Stored items
◇ ◇ ◇ ◇ ◇ ◇ ◇
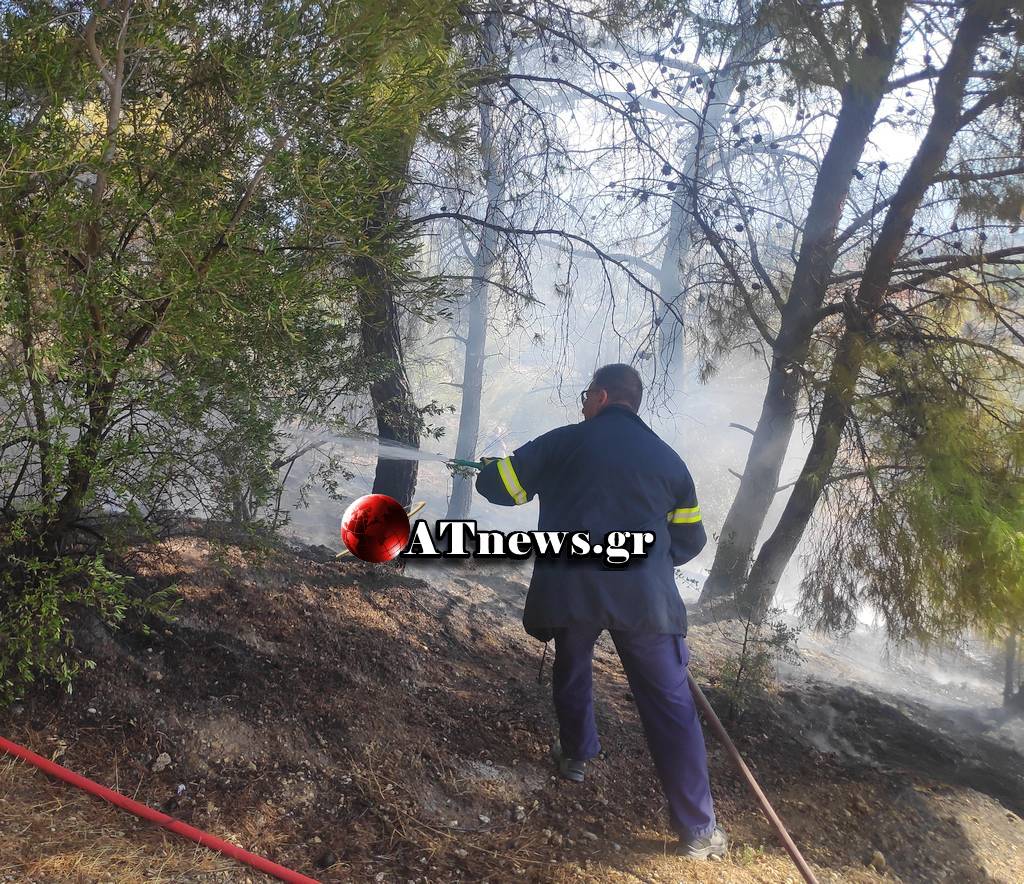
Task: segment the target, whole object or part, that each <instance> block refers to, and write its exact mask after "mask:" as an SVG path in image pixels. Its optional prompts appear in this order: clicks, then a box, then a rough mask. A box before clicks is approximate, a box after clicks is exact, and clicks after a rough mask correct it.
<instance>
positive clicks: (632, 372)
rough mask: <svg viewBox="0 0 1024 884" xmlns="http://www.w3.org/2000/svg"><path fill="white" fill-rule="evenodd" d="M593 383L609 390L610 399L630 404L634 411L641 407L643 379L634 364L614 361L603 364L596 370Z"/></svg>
mask: <svg viewBox="0 0 1024 884" xmlns="http://www.w3.org/2000/svg"><path fill="white" fill-rule="evenodd" d="M591 384H593V385H594V386H597V387H601V388H602V389H604V390H607V391H608V401H609V402H612V403H623V404H624V405H628V406H629V407H630V408H631V409H633V411H638V410H639V409H640V399H641V398H642V396H643V381H642V380H640V375H638V374H637V371H636V369H634V368H633V366H628V365H626V363H612V364H611V365H609V366H601V368H599V369H598V370H597V371H596V372H594V379H593V380H592V381H591Z"/></svg>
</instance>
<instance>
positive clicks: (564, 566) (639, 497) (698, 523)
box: [476, 405, 708, 641]
mask: <svg viewBox="0 0 1024 884" xmlns="http://www.w3.org/2000/svg"><path fill="white" fill-rule="evenodd" d="M476 490H477V491H478V492H479V493H480V494H482V495H483V496H484V497H485V498H486V499H487V500H489V501H490V502H492V503H497V504H502V505H504V506H515V505H518V504H524V503H526V502H527V501H529V500H531V499H532V497H534V495H539V496H540V498H541V514H540V518H539V524H538V529H539V530H541V531H565V532H579V531H586V532H589V534H590V542H591V544H595V543H601V544H603V542H604V538H605V535H606V534H607V533H608V532H612V531H629V532H653V533H654V537H655V540H654V543H652V544H648V545H647V546H646V550H647V553H648V554H647V555H646V556H645V557H637V556H634V557H632V558H631V559H630V561H629V563H628V564H627V565H625V567H623V566H618V567H614V566H609V565H608V564H606V563H605V562H604V560H603V558H596V559H591V558H580V557H577V558H573V559H571V560H570V559H569V557H568V554H567V552H566V551H564V550H563V551H562V554H561V556H559V557H558V558H548V557H538V558H535V561H534V576H532V579H531V580H530V584H529V592H528V593H527V594H526V604H525V608H524V611H523V616H522V624H523V627H524V628H525V630H526V632H527V633H529V635H531V636H534V637H535V638H538V639H540V640H541V641H548V640H549V639H550V638H551V637H552V633H551V629H552V628H554V627H560V626H569V625H575V624H580V625H588V626H601V627H604V628H606V629H623V630H633V631H637V632H656V633H681V634H683V635H685V634H686V608H685V606H684V605H683V601H682V599H681V598H680V597H679V590H678V588H677V587H676V581H675V575H674V571H673V569H674V566H675V565H678V564H683V563H684V562H687V561H689V560H690V559H691V558H693V556H695V555H696V554H697V553H698V552H700V550H701V549H703V546H705V544H706V543H707V542H708V536H707V534H706V533H705V529H703V523H702V521H701V520H700V507H699V505H698V504H697V499H696V492H695V491H694V488H693V479H692V478H690V473H689V470H687V469H686V464H684V463H683V461H682V459H681V458H680V457H679V455H677V454H676V453H675V452H674V451H673V450H672V449H671V448H670V447H669V446H668V445H667V444H666V443H664V441H663V440H662V439H660V438H658V436H657V435H656V434H655V433H654V431H653V430H652V429H650V427H648V426H647V425H646V424H645V423H644V422H643V420H641V419H640V418H639V417H638V416H637V415H636V414H634V413H633V412H632V411H631V410H630V409H629V408H627V407H626V406H618V405H611V406H606V407H605V408H604V409H603V410H602V411H601V412H600V413H599V414H598V415H596V416H595V417H593V418H592V419H590V420H588V421H582V422H581V423H577V424H569V425H568V426H564V427H558V428H557V429H554V430H551V431H550V432H547V433H545V434H544V435H542V436H539V437H538V438H536V439H534V440H532V441H528V443H526V444H525V445H523V446H520V447H519V448H518V449H516V450H515V452H513V454H512V455H510V456H509V457H507V458H503V459H501V460H500V461H496V462H493V463H489V464H487V465H486V466H484V467H483V468H482V469H481V470H480V472H479V474H478V475H477V477H476Z"/></svg>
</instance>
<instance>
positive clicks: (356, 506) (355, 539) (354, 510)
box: [341, 494, 410, 561]
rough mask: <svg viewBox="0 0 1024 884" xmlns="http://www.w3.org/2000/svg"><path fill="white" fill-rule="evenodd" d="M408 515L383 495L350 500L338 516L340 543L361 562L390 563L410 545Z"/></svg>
mask: <svg viewBox="0 0 1024 884" xmlns="http://www.w3.org/2000/svg"><path fill="white" fill-rule="evenodd" d="M409 534H410V528H409V514H408V513H407V512H406V510H404V508H403V507H402V505H401V504H400V503H398V501H396V500H395V499H394V498H393V497H388V496H387V495H386V494H368V495H364V496H362V497H360V498H357V499H356V500H353V501H352V502H351V503H350V504H349V505H348V509H346V510H345V514H344V515H343V516H342V517H341V542H342V543H343V544H345V546H346V547H347V548H348V550H349V551H350V552H351V553H352V555H354V556H356V557H358V558H361V559H362V560H364V561H390V560H391V559H392V558H394V557H395V556H396V555H397V554H398V553H399V552H401V551H402V550H403V549H404V548H406V545H407V544H408V543H409Z"/></svg>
◇ ◇ ◇ ◇ ◇ ◇ ◇
— Instructions to follow —
Nothing but the lines from the first line of the data above through the line holding "positive clicks: (564, 566)" may appear in the response, copied exactly and without pictures.

— Answer to this exercise —
Task: segment the target, whole object or part, that each <instance> block refers to, and write its exact mask after "mask:" as an SVG path in image pixels. Its optional prompts appear in this order: clicks, then a box, then a rough mask. A box before clicks is approximate, a box after clicks is exact, and clicks after a rough mask correct it.
<instance>
positive clicks: (632, 372)
rough mask: <svg viewBox="0 0 1024 884" xmlns="http://www.w3.org/2000/svg"><path fill="white" fill-rule="evenodd" d="M593 383L609 390L610 399L630 404L634 411L641 407L643 379L634 364L614 361L603 364L596 370Z"/></svg>
mask: <svg viewBox="0 0 1024 884" xmlns="http://www.w3.org/2000/svg"><path fill="white" fill-rule="evenodd" d="M591 384H593V385H594V386H597V387H601V388H602V389H604V390H607V391H608V401H609V402H612V403H623V404H624V405H628V406H629V407H630V408H631V409H633V411H638V410H639V409H640V399H641V398H642V396H643V381H642V380H640V375H638V374H637V371H636V369H634V368H633V366H628V365H626V363H612V364H611V365H609V366H601V368H599V369H598V370H597V371H596V372H594V379H593V380H592V381H591Z"/></svg>
</instance>
<instance>
positive clicks: (564, 566) (639, 497) (698, 523)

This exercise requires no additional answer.